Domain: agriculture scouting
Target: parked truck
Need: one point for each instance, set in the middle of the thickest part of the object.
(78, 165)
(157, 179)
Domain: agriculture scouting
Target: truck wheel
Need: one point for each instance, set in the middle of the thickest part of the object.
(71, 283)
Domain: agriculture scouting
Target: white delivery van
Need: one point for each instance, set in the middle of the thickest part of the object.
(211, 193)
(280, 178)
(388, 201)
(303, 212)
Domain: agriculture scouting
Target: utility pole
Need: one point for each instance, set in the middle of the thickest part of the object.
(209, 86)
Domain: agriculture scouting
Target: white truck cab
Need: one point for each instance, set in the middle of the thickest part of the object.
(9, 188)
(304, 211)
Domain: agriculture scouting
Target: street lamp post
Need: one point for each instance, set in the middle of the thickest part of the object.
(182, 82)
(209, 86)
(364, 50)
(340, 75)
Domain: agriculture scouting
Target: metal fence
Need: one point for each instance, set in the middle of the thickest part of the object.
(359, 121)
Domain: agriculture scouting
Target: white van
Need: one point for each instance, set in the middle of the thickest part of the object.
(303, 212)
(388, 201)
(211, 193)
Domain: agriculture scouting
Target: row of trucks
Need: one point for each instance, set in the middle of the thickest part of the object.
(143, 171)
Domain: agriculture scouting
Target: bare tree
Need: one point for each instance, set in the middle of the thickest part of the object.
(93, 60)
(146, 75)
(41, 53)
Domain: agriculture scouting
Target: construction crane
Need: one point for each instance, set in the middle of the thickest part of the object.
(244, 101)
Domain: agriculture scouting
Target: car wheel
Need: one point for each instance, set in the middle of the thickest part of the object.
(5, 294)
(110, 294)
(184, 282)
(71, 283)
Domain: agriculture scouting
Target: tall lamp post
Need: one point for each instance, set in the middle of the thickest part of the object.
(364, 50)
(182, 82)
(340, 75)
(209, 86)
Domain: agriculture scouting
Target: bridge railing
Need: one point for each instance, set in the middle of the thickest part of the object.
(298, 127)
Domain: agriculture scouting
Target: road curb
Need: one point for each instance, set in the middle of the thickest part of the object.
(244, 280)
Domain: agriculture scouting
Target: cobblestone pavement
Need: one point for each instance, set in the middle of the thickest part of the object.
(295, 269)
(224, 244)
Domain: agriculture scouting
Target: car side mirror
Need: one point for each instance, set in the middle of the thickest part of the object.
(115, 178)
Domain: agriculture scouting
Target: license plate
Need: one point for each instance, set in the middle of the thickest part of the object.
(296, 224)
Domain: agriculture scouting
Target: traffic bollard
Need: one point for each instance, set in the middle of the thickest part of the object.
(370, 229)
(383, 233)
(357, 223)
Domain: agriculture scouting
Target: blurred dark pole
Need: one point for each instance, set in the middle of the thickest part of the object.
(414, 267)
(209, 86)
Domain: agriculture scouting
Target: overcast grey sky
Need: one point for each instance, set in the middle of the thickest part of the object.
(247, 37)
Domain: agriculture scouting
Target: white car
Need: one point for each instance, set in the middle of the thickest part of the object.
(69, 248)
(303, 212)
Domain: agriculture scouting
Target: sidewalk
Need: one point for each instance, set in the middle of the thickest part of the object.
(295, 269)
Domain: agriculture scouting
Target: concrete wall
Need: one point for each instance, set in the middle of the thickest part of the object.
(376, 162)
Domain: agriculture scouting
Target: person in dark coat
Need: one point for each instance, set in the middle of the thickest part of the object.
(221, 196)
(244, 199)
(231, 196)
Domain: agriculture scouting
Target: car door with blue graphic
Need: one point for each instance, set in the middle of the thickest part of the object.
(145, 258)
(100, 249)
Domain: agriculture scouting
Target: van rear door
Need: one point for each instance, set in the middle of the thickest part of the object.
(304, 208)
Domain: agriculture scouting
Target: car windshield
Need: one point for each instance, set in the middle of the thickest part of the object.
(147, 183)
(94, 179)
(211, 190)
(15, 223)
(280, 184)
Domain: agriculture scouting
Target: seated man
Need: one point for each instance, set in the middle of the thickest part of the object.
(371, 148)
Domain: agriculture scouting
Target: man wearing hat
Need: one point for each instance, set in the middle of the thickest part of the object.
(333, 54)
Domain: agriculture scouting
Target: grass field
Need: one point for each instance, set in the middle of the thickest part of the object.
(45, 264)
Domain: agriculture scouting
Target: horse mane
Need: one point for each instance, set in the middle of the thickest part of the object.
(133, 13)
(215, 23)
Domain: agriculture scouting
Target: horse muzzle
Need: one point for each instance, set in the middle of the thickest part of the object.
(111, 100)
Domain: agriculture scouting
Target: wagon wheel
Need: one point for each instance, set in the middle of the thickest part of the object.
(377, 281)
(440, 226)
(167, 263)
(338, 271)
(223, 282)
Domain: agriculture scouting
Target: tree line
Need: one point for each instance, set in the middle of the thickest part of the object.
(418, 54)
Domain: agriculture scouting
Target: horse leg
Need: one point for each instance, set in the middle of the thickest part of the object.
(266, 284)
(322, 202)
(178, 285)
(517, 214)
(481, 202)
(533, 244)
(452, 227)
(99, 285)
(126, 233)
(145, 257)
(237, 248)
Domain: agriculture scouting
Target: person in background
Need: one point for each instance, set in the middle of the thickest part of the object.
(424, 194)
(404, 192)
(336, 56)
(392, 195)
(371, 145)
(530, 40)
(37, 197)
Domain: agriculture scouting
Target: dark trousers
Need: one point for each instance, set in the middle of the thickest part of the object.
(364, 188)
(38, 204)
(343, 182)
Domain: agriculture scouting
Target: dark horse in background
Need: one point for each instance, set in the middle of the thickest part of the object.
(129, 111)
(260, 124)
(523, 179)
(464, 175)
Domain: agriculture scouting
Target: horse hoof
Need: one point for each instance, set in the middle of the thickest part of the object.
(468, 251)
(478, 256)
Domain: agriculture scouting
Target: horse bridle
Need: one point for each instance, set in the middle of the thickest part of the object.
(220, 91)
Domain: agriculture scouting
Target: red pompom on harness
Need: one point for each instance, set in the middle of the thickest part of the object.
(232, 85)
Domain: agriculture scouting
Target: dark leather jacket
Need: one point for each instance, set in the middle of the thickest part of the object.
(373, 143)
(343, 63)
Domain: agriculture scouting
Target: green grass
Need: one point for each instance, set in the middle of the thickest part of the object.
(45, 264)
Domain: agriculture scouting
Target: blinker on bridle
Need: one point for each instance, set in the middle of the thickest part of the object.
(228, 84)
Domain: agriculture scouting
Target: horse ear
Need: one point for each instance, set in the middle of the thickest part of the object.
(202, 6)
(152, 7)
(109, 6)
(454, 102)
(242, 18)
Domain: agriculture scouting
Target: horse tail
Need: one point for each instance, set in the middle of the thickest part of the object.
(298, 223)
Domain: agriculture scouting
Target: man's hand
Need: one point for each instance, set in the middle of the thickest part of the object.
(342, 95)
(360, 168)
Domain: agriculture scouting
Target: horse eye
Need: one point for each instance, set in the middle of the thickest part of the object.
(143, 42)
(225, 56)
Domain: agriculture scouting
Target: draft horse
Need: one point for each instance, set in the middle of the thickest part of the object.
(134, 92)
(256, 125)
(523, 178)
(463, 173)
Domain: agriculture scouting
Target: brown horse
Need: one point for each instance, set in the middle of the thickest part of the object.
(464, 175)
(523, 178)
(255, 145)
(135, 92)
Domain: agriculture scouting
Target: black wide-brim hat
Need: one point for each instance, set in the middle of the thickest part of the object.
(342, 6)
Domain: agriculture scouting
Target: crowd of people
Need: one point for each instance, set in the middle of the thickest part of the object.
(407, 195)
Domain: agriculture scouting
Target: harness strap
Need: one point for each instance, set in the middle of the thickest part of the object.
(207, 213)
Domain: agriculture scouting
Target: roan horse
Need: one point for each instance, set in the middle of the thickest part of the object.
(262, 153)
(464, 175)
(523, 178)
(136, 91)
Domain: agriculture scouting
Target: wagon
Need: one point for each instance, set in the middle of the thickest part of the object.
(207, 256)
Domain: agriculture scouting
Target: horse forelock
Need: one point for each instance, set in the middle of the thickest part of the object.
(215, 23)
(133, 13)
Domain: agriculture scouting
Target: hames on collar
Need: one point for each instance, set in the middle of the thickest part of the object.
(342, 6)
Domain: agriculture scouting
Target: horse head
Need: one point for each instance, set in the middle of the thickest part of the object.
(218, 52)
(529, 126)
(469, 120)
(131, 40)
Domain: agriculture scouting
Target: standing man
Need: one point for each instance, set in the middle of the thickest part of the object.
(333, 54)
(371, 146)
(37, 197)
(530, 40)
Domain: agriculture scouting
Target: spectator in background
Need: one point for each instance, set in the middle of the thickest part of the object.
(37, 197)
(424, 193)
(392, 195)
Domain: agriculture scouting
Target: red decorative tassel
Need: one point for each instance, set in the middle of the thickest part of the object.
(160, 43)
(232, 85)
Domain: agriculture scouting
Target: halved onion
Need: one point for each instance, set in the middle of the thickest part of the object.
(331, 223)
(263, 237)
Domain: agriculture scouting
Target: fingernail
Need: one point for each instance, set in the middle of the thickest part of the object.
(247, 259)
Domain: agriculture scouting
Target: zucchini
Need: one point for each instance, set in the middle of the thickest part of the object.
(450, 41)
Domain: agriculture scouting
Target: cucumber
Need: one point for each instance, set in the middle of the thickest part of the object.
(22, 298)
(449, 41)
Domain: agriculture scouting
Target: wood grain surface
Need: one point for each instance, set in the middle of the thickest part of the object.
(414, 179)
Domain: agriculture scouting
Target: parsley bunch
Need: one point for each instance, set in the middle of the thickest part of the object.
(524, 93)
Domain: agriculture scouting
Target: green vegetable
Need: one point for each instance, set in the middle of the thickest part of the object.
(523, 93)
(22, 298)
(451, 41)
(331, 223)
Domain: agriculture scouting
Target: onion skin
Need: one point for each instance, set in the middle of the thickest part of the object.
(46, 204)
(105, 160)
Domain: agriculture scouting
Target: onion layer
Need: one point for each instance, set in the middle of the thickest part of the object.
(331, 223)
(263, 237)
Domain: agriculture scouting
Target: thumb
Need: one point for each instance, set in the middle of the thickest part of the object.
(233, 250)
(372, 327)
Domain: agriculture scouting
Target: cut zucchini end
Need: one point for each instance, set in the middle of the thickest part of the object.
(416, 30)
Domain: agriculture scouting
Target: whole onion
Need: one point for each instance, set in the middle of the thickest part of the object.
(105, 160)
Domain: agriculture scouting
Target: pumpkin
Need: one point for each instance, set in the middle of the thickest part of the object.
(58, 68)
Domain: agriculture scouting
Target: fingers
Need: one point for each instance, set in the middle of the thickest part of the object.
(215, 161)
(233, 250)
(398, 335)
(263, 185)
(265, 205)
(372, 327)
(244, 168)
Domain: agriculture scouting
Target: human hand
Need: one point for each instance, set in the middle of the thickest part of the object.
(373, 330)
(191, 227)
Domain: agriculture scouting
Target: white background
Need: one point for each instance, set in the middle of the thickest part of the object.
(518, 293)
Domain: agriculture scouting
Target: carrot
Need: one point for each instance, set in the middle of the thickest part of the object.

──────────────────────────────

(SET TASK): How many lines in the data above contain the string "background"? Match case exactly, and reply with only the number.

(EXPECTED ANSWER): 4